**Information provided**
◇ ◇ ◇ ◇
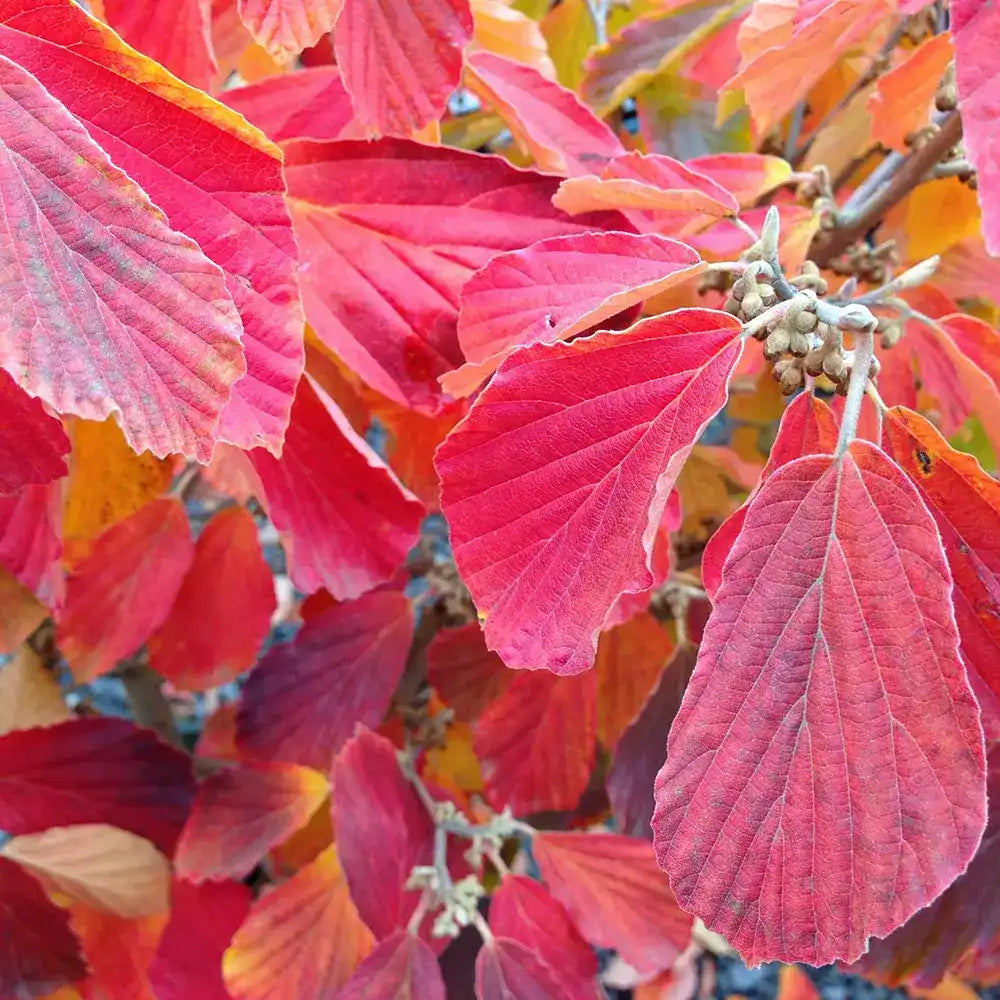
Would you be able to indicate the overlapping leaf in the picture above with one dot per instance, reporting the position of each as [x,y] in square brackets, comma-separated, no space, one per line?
[615,894]
[808,427]
[94,771]
[396,820]
[216,179]
[125,587]
[347,522]
[639,754]
[523,910]
[564,435]
[242,812]
[301,941]
[562,134]
[304,699]
[975,28]
[557,288]
[400,968]
[404,226]
[222,612]
[537,742]
[401,59]
[965,503]
[111,310]
[800,720]
[203,919]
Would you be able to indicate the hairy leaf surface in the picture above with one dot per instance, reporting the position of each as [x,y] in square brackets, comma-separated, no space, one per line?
[809,800]
[556,481]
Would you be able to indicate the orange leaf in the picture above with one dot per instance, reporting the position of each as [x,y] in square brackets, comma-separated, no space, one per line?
[302,940]
[904,97]
[630,658]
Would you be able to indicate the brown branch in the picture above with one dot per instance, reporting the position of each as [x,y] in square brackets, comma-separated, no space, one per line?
[831,243]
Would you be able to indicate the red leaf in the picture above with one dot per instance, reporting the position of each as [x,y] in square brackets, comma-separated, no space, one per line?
◇ ◇ ◇ ◇
**Directions**
Output exactly the lines from the one containing "Would you be able to indicate the hairy" through the last line of the entries, both ends included.

**Written response**
Would you be able to indicate the hairy leaf surface in the picture above with one dot per instance, reporting the position of each as [x,y] in square brackets, comma-separated, no space, one per line?
[809,800]
[556,481]
Would you be able to indicate the orange leaf in the picture above with one dot per instance, reporting the position of each as [x,y] in square brackets, comma-separated, no space, one per line?
[302,940]
[904,97]
[630,658]
Would you be able to indicate the brown branch in the picture above with one dot per instance, reporting the position of each as [x,y] in square brackets, comma-separated, no space, one per line?
[831,243]
Would you be able to indicate the red leaf in the picture above with one dot per instance, reporting the position of each as [x,y] in square brackets, comma-separated, no space, one per line?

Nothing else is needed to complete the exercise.